What the task asks — Tally the lines below that contain "jacket". The number is the whole answer.

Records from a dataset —
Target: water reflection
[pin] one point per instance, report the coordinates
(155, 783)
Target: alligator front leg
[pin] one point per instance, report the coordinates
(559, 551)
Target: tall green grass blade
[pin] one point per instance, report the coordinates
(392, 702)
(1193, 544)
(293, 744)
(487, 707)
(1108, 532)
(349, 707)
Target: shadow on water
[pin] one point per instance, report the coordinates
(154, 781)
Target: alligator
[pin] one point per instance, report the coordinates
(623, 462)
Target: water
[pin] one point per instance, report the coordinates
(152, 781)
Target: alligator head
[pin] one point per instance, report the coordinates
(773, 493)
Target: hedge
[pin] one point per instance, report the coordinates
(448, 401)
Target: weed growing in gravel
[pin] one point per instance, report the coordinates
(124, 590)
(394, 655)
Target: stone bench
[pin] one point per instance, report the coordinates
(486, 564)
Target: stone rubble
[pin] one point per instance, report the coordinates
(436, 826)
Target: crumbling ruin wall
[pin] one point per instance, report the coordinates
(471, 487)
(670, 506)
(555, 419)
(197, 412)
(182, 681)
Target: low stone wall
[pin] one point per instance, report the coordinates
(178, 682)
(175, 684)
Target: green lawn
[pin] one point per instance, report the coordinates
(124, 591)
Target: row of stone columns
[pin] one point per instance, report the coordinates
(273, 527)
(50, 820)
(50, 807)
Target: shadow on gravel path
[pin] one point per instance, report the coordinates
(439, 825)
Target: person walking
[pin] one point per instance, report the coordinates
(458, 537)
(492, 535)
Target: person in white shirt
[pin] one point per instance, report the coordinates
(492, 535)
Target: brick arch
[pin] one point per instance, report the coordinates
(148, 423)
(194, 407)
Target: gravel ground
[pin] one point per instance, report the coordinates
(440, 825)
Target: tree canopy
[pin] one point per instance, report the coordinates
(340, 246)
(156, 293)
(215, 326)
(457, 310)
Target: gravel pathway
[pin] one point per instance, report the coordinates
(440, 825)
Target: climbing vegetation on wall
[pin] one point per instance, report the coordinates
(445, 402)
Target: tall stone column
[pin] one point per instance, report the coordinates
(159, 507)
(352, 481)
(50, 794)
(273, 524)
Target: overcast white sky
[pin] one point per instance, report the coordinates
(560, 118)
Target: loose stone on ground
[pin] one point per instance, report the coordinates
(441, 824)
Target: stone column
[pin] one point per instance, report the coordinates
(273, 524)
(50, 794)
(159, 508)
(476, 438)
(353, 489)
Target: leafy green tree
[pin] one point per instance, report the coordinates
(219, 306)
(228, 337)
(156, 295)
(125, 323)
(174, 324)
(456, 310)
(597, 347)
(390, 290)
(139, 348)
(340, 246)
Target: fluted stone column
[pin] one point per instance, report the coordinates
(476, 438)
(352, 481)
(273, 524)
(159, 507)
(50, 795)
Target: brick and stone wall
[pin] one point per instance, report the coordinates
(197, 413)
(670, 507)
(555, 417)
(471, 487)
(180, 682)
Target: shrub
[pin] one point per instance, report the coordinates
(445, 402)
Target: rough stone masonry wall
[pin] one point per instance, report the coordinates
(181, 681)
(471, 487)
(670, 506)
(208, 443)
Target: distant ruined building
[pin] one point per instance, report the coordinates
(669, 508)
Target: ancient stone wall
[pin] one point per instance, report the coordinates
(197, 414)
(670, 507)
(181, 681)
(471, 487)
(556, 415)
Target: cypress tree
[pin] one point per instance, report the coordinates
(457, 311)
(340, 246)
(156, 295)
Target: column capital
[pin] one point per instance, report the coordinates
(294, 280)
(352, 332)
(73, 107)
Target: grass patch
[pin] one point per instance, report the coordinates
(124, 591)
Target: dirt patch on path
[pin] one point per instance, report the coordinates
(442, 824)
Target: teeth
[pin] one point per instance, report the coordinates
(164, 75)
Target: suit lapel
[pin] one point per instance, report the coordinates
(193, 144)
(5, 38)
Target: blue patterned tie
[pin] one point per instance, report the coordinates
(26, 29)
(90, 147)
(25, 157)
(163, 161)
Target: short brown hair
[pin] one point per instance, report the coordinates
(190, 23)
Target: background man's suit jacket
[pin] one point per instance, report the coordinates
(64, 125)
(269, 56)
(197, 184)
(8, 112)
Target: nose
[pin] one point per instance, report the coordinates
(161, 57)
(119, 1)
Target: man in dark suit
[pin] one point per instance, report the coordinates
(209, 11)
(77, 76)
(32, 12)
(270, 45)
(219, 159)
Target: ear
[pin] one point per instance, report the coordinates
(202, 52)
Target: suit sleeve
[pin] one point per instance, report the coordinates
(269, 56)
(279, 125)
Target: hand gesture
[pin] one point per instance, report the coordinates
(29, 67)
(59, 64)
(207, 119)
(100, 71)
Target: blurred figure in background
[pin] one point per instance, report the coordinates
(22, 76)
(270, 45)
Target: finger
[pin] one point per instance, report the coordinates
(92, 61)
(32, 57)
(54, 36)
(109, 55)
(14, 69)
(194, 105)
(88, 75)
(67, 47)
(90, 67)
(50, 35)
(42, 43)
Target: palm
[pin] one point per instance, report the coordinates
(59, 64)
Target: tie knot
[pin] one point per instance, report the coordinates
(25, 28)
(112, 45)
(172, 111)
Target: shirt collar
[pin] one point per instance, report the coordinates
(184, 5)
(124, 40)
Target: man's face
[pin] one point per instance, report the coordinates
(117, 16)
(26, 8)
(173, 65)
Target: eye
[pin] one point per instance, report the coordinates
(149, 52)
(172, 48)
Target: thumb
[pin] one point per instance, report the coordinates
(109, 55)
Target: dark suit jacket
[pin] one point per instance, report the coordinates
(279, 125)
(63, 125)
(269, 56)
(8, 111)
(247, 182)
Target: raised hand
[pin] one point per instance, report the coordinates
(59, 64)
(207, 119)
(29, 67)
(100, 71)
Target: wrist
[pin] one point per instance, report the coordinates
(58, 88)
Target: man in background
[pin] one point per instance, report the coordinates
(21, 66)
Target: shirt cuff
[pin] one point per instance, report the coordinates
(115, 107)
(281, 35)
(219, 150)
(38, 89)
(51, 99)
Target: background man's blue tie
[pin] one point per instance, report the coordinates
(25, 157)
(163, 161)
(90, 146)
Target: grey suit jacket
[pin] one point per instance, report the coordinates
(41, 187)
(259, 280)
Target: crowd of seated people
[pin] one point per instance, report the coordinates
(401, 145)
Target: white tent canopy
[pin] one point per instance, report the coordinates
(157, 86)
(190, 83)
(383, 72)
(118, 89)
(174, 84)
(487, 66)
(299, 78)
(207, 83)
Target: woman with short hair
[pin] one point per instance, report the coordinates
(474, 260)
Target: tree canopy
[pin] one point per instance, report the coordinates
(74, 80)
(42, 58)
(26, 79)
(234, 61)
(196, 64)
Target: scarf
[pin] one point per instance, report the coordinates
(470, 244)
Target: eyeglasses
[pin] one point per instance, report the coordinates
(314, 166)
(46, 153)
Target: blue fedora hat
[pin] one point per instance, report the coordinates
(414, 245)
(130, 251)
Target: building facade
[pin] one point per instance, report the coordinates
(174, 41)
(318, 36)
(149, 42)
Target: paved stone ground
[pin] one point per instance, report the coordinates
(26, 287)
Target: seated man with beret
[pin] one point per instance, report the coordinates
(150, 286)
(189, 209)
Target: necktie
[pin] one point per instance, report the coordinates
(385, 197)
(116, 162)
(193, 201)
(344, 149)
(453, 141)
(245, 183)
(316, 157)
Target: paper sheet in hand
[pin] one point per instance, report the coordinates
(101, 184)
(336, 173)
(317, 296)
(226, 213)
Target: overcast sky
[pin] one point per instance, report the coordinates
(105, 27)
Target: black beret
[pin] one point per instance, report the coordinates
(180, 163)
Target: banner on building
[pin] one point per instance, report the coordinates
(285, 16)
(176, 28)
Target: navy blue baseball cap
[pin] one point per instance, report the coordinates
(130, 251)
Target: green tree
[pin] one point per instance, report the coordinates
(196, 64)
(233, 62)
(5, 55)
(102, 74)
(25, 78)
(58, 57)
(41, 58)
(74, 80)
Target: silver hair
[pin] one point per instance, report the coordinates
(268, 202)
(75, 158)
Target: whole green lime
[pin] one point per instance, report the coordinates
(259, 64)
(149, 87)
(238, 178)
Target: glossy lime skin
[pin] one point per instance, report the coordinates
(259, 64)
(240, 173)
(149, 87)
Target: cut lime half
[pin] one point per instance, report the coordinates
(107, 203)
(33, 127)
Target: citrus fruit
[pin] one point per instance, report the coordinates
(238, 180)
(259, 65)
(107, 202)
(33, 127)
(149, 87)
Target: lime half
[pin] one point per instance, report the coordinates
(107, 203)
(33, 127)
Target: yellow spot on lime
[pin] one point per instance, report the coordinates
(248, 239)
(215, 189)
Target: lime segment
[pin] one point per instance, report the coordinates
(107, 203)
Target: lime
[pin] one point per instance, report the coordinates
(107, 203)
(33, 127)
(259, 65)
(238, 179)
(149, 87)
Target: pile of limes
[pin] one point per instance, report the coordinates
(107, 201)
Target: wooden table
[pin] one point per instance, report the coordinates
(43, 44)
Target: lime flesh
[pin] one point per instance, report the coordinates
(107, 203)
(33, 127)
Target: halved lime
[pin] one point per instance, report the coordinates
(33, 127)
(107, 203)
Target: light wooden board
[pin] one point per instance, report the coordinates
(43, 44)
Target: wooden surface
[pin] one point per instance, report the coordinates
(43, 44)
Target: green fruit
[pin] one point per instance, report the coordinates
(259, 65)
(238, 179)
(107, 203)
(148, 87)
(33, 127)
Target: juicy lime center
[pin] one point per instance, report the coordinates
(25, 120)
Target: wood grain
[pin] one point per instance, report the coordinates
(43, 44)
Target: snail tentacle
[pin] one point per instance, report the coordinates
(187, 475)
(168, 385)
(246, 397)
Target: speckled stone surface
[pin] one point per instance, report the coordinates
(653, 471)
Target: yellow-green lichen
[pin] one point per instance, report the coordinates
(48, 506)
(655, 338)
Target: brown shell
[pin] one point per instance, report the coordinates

Result below — 3